Write out the lines below again without any change, but leave out the pictures.

(Excerpts from a dataset on pointing at objects)
** start **

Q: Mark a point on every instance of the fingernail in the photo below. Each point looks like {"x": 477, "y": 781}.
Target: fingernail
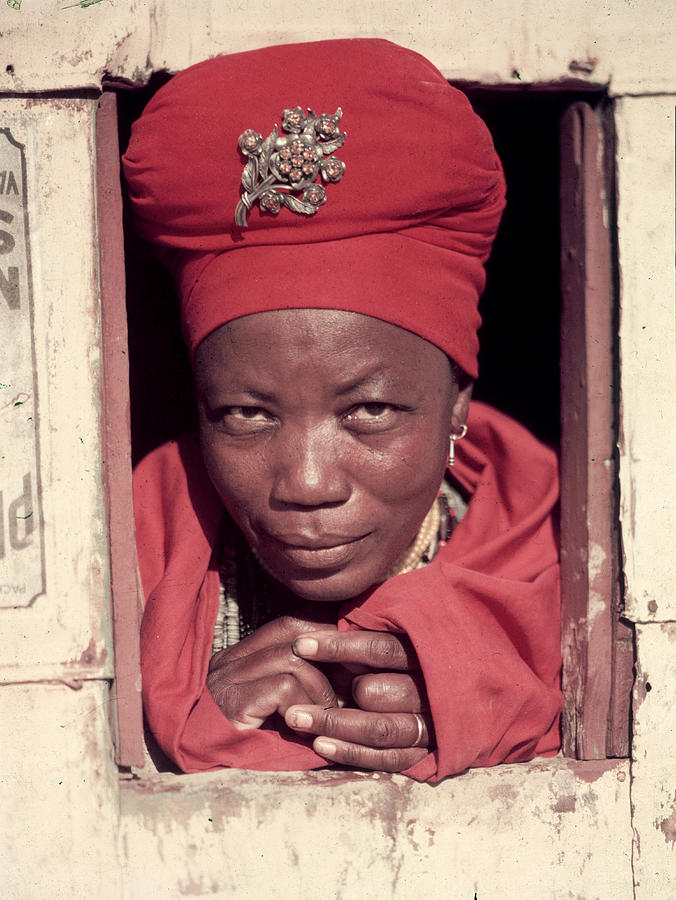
{"x": 325, "y": 747}
{"x": 301, "y": 719}
{"x": 305, "y": 646}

** end **

▶ [Full response]
Q: Mark a point on every instance of the fingernail in the photo below. Each point looks like {"x": 477, "y": 781}.
Target: fingernail
{"x": 325, "y": 747}
{"x": 301, "y": 719}
{"x": 305, "y": 646}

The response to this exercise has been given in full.